**AUFGABE:** Prüfe bitte, ob die folgenden Aussagen mit der Beschreibung des Films Blutsauger übereinstimmen, und antworte jeweils mit Ja oder Nein samt den entscheidenden Worten des Textes als wörtlichem Zitat. 1. Die Handlung spielt im August 1928. 2. Das Domizil der Erbin liegt an der Nordsee. 3. Der angebliche Baron ist aus der Sowjetunion geflohen.

**ANGEZEIGTER TEXT:**
★ ★ ★ ★ ★ ★ ★

Berlinale Special | Film Blutsauger

Szene aus dem Film © GRANDFILM

Fr, 29.10.2021

17:30 Uhr

Split

August 1928: Während die Arbeiterschaft und die Bauern in Marx’ „Kapital“ nach Erklärungen für die mysteriösen Vampirbissmale ihrer toten Kameraden suchen, taucht im luxuriösen Ostseedomizil der reichen, bezaubernden Erbin Miss Flambow-Jansen ein angeblicher Baron auf. Er entpuppt sich rasch als proletarischer Hochstapler, der aufgrund eines politischen Zwischenfalls um Sergej Eisenstein und Stalin höchstselbst aus der Sowjetunion geflohen ist.

★ ★ ★ ★ ★ ★ ★

Zeilen aus einem Datensatz:
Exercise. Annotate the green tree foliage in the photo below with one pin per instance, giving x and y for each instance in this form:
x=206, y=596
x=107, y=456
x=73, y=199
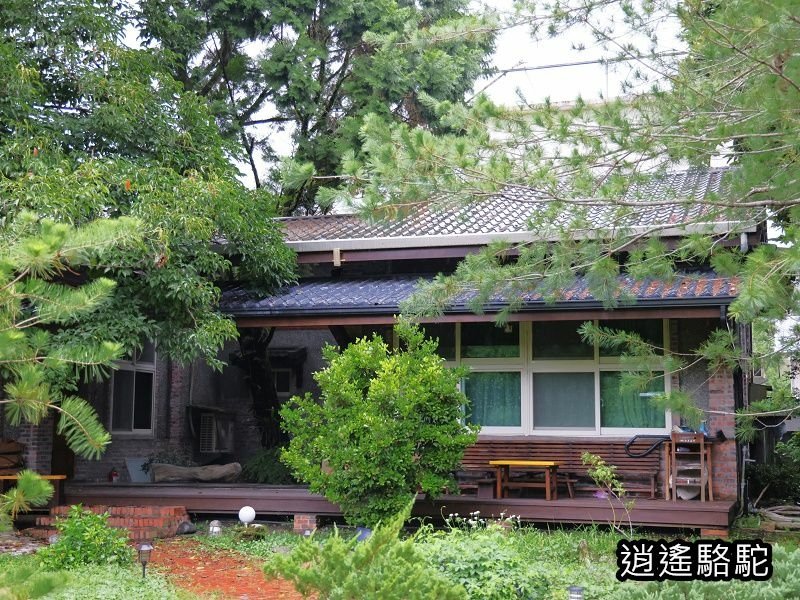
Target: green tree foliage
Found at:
x=383, y=567
x=45, y=290
x=92, y=131
x=85, y=538
x=317, y=68
x=30, y=491
x=388, y=425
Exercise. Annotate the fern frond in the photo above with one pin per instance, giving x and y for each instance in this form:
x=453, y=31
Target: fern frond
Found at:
x=81, y=428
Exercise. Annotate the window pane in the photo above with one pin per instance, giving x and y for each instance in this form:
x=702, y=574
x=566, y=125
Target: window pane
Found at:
x=559, y=339
x=650, y=330
x=563, y=400
x=485, y=340
x=121, y=418
x=495, y=399
x=143, y=401
x=631, y=409
x=446, y=333
x=283, y=380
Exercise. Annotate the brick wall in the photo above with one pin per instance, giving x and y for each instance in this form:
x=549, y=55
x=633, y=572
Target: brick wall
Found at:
x=127, y=445
x=141, y=522
x=38, y=441
x=721, y=398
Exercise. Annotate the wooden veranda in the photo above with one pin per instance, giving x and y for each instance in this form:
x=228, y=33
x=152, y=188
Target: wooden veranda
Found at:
x=202, y=498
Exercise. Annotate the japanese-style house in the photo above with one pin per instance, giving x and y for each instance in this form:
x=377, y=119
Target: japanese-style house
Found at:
x=537, y=390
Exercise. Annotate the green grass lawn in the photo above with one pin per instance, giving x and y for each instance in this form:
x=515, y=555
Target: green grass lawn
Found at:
x=543, y=563
x=88, y=582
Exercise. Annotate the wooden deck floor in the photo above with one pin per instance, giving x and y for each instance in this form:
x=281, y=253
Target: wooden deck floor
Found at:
x=289, y=500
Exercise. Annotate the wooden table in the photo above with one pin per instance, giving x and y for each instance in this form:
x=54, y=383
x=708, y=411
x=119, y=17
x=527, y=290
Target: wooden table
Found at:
x=58, y=482
x=503, y=470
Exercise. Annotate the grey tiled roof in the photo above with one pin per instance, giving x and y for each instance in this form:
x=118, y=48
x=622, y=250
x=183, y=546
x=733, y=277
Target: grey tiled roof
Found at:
x=384, y=295
x=511, y=212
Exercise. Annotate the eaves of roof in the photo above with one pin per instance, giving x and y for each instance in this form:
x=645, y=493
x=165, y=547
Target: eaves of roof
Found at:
x=482, y=239
x=383, y=296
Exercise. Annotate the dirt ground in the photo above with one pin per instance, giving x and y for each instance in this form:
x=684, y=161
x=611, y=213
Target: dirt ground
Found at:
x=217, y=573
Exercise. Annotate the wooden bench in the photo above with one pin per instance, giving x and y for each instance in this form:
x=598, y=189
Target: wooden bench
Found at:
x=638, y=475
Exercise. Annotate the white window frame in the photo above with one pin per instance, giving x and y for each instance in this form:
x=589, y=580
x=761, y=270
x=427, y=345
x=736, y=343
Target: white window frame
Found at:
x=503, y=365
x=134, y=367
x=527, y=366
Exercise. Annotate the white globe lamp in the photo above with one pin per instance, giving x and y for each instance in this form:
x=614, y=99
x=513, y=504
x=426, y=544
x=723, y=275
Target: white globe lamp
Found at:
x=247, y=515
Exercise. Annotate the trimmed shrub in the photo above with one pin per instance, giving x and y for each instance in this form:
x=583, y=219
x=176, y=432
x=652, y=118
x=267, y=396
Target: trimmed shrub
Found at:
x=85, y=538
x=388, y=426
x=485, y=562
x=383, y=567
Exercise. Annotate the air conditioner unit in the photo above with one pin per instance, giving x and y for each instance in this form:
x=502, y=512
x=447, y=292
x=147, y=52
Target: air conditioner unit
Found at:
x=216, y=434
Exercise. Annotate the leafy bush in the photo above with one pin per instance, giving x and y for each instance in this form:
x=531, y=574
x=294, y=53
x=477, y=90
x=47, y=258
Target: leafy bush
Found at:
x=782, y=477
x=783, y=584
x=388, y=426
x=383, y=567
x=85, y=538
x=484, y=561
x=266, y=467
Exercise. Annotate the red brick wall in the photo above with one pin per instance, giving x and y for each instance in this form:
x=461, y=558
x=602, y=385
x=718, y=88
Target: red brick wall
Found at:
x=141, y=522
x=38, y=441
x=721, y=398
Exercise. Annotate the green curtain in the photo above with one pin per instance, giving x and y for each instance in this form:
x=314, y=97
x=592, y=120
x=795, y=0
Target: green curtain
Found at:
x=495, y=399
x=630, y=409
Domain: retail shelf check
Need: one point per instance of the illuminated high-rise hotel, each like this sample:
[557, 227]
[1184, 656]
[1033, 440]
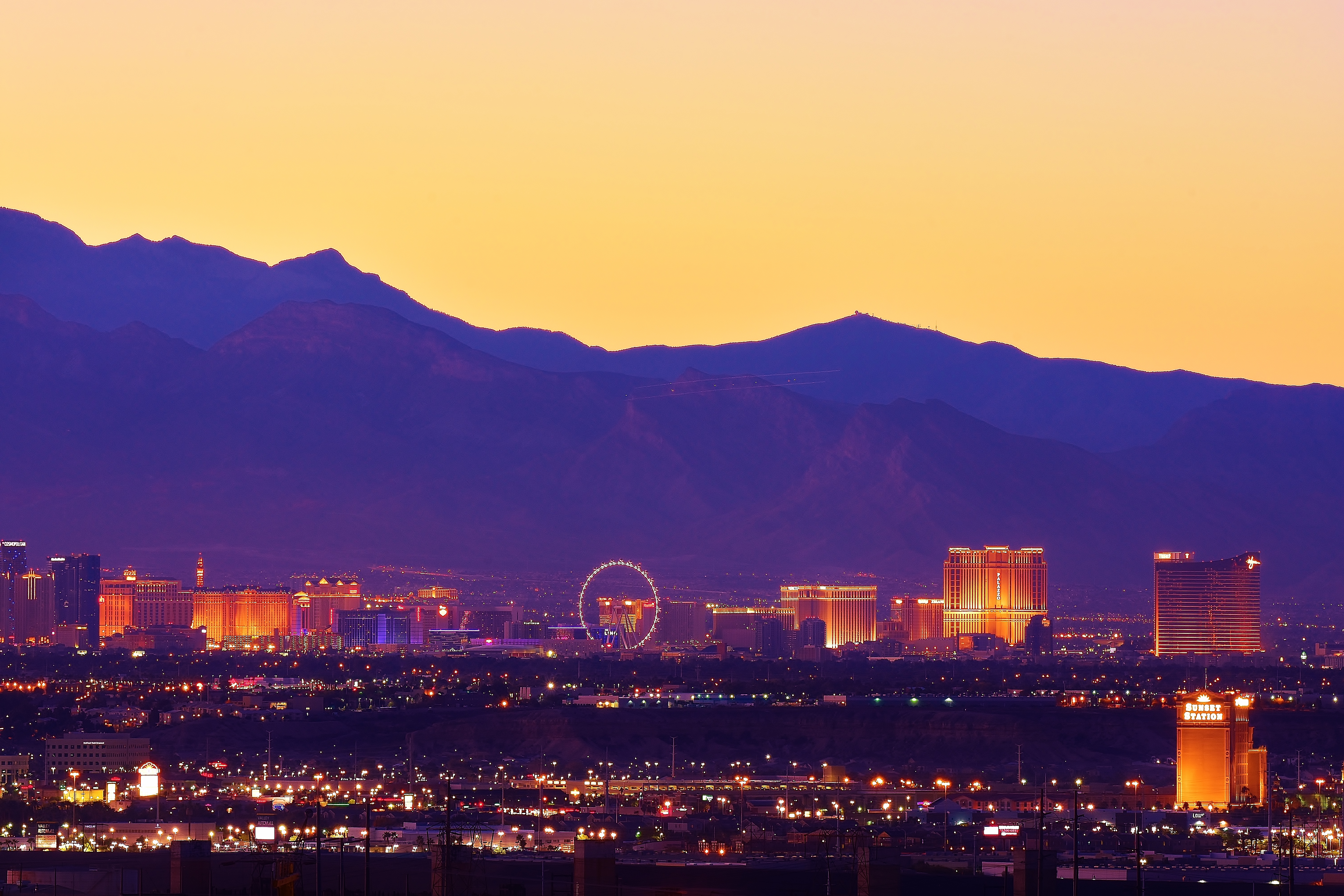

★ ★ ★ ★ ★ ★ ★

**SCHRIFTLICHE ANTWORT:**
1. Ja: „August 1928“
2. Nein: „im luxuriösen Ostseedomizil“
3. Ja: „aus der Sowjetunion geflohen ist“